__DOKUMENTAUSZUG__
****************************************
Der Genozid an den Armeniern jährt sich zum 100 Mal. Noch immer wird um die «richtige» Erinnerung daran gestritten. Die Schweiz stösst dabei lieber die Armenier vor den Kopf als die Türkei.
«Wer spricht denn heute noch von der Vernichtung der Armenier» – mit dieser rhetorischen Frage soll Hitler im August 1939 auf dem Obersalzberg eine Woche vor der Entfesselung des Zweiten Weltkriegs seine Vernichtungspläne erläutert haben. Dieser Bemerkung schickte er voraus: Er habe seine Totenkopfverbände mit dem Befehl bereitgestellt, «unbarmherzig und mitleidlos Mann, Weib und Kind polnischer Abstammung und Sprache in den Tod zu schicken. Nur so gewinnen wir den Lebensraum, den wir brauchen.»
Mit dem Hinweis auf dieses überlieferte, aber nicht ganz gesicherte Diktum verbindet sich die Mutmassung, dass eine entschiedenere Verurteilung des Völkermords an den Armeniern den Holocaust hätte vermeiden können. In der Literatur wird in den systematischen Massenmorden während des Ersten Weltkriegs mitunter ein «Probefall» oder ein «Signal» für den Genozid im Zweiten Weltkrieg gesehen.
Das NS-Regime hätte sich durch eine Verurteilung der in der osmanischen Türkei begangenen Verbrechen jedoch kaum von seinen Endlösungsplänen abhalten lassen. Wie die bekannten Beispiele von Ruanda (1994) und Srebrenica (1995) zeigen, konnte auch die hochoffizielle Verurteilung von Völkermorden durch die UNO in den Jahren 1946/1948 weitere Menschenvernichtung mit genozidalem Charakter nicht verhindern.
****************************************
__DATENSÄTZE__
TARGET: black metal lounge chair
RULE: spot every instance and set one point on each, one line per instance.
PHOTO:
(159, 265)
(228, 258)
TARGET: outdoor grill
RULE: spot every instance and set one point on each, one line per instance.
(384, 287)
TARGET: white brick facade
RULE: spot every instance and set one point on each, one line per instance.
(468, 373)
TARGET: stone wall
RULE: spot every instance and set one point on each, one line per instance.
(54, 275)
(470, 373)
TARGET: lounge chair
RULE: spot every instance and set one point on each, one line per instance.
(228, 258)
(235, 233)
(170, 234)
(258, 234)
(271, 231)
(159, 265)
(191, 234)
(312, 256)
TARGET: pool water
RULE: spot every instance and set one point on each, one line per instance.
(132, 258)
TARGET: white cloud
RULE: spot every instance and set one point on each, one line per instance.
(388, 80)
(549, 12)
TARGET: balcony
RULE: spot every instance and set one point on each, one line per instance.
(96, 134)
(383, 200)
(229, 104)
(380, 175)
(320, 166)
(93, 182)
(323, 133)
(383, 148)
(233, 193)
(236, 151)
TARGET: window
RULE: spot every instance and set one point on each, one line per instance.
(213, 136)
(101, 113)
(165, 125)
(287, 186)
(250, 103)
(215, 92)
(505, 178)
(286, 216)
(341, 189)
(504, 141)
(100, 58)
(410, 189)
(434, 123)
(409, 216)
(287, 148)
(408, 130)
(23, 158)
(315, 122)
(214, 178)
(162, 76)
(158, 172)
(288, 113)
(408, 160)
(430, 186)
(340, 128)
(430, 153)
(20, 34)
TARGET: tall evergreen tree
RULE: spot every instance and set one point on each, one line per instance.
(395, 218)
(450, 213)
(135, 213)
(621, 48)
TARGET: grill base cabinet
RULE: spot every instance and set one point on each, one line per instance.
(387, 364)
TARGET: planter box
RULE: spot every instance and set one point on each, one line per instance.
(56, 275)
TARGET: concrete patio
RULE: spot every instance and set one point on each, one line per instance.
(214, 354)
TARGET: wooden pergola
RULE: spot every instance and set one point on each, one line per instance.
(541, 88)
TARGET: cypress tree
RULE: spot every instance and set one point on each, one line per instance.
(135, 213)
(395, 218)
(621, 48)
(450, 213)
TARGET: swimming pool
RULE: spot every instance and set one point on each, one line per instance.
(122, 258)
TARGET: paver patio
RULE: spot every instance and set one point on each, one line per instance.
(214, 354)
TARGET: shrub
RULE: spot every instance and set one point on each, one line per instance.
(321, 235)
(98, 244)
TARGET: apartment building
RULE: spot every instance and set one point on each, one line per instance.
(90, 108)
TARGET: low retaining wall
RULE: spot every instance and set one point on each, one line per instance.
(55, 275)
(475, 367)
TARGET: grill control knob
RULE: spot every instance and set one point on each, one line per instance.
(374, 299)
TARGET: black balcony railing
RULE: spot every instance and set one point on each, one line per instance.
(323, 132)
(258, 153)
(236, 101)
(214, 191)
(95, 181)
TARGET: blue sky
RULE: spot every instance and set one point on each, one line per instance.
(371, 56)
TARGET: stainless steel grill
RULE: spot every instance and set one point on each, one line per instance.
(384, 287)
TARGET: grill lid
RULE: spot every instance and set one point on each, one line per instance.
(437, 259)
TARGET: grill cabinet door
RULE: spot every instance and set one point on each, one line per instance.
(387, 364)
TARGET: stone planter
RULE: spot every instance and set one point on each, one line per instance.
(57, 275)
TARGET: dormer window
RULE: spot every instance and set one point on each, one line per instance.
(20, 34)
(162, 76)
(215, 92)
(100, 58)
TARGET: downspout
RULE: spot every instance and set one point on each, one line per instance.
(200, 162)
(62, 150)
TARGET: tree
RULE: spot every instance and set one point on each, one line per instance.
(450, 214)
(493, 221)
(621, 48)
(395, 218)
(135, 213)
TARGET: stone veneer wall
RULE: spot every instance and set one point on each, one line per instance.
****************************************
__ARBEITSAUFTRAG__
Gib aus dem Dokumentauszug die Passage von „Das NS-Regime hätte“ bis einschließlich „Charakter nicht verhindern.“ wortgetreu wieder.

__SCHRIFTLICHE ANTWORT__
Das NS-Regime hätte sich durch eine Verurteilung der in der osmanischen Türkei begangenen Verbrechen jedoch kaum von seinen Endlösungsplänen abhalten lassen. Wie die bekannten Beispiele von Ruanda (1994) und Srebrenica (1995) zeigen, konnte auch die hochoffizielle Verurteilung von Völkermorden durch die UNO in den Jahren 1946/1948 weitere Menschenvernichtung mit genozidalem Charakter nicht verhindern.